*PAGE EXCERPT*
[Start of Attachment]
Will the United Kingdom Continue Arms Sales to Israel?

On the decision that the US will suspend the sale of arms to Israel, David Cameron, the foreign secretary, said that the UK would not follow through with the same move, explaining that the UK is not such a big supplier of arms to Israel

by Sededin Dedovic
Will the United Kingdom Continue Arms Sales to Israel?
© WPA Pool / Getty Images

Upon the decision for America to suspend weapon sales to Israel, David Cameron, the Foreign Secretary, stated that the United Kingdom would not follow suit, explaining that the United Kingdom is not as significant a supplier of weapons to Israel.

He also added that the United Kingdom does not support the invasion of the city of Rafah without a clear plan on how to protect civilians, as reported by The Guardian. "There are fundamental differences between the situation in the U.S.

and in the U.K.," said Cameron. According to him, America is a "major state supplier to Israel," while the United Kingdom is not. Although they have the capability to deliver weapons with a large number of licenses, their exports constitute only 1% of the total weapons supplied to Israel.

"When it comes to Rafah, it is clear that we would not support a major operation in that city unless there is a very clear plan on how to protect people and save lives. We have not had the opportunity to see such a plan so far, so under these circumstances, we will not support an operation in Rafah," added the Foreign Secretary of the United Kingdom.

UK Foreign Secretary David Cameron gestures as he delivers a speech at the National Cyber Security Centre on May 9, 2024 in Lond© WPA Pool / Getty Images

British officials did not specify what would constitute "crossing the red line" in Rafah according to their opinion, but it seems that a ground invasion would be considered a violation of international humanitarian law.

Cameron emphasized that their focus is still on improving the flow of humanitarian aid in Gaza, and the situation has significantly improved with the opening of the crossing in Rafah. The claim that weapon sales from the United Kingdom are not the same as those from America to Israel could be challenged based on the fact that the quantity and suppliers of weapons are irrelevant; the question is whether the weapons are used in a manner that could lead to the risk of violating international humanitarian law.

The support of the United Kingdom to Israel depends on whether Israel will adhere to international humanitarian law, wrote British Foreign Minister David Cameron in a column few days ago. "Our support is not unconditional," Cameron wrote in The Sunday Times.

"We expect such a proud and successful democracy to adhere to international humanitarian law, even when provoked," he added. The British government has been a loyal ally of Israel since Hamas attacked southern Israel on October 7, triggering an Israeli campaign to eliminate the militant Islamist group.

But Cameron has toughened his statements in recent months due to the dire humanitarian situation in the Palestinian enclave. Cameron warned of the danger of mass hunger if Israel does not allow more aid. On Saturday, the United Kingdom announced that it would send a naval vessel to deliver aid as part of international efforts.
[End of Attachment]
*PROVIDED INFORMATION*
[Start of Attachment]
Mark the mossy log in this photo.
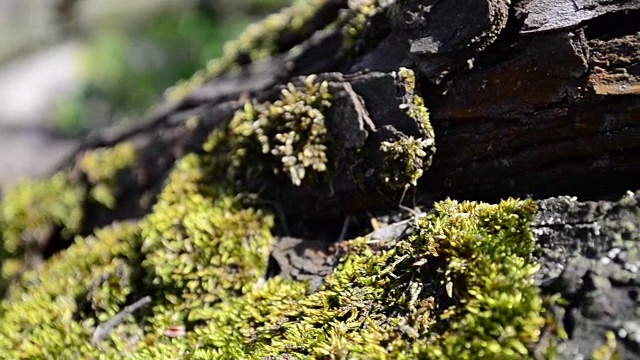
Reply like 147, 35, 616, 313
0, 0, 640, 359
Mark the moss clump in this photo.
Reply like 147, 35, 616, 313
78, 143, 136, 209
0, 172, 85, 280
167, 0, 328, 100
132, 200, 544, 359
0, 143, 544, 359
415, 200, 545, 359
229, 75, 332, 186
380, 136, 433, 188
141, 155, 273, 321
340, 0, 378, 55
396, 67, 435, 139
0, 223, 140, 359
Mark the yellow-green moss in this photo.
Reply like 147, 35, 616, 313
166, 0, 328, 100
396, 67, 435, 139
0, 139, 544, 359
229, 75, 332, 186
0, 172, 85, 280
0, 223, 139, 359
380, 136, 433, 188
78, 143, 136, 209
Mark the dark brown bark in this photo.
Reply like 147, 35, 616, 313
58, 0, 640, 224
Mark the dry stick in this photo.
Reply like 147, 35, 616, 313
91, 296, 151, 346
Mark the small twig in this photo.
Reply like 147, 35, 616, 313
337, 215, 351, 242
91, 296, 151, 346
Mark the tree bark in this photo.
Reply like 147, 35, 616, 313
[End of Attachment]
*YOUR TASK*
In the article on UK arms sales to Israel:
(a) What share of the total weapons supplied to Israel do UK exports make up?
(b) In which newspaper did Cameron write "Our support is not unconditional"?
(c) What did the United Kingdom announce on Saturday that it would send?

*EXPECTED ANSWER*
(a) Only 1%.
(b) The Sunday Times.
(c) A naval vessel to deliver aid as part of international efforts.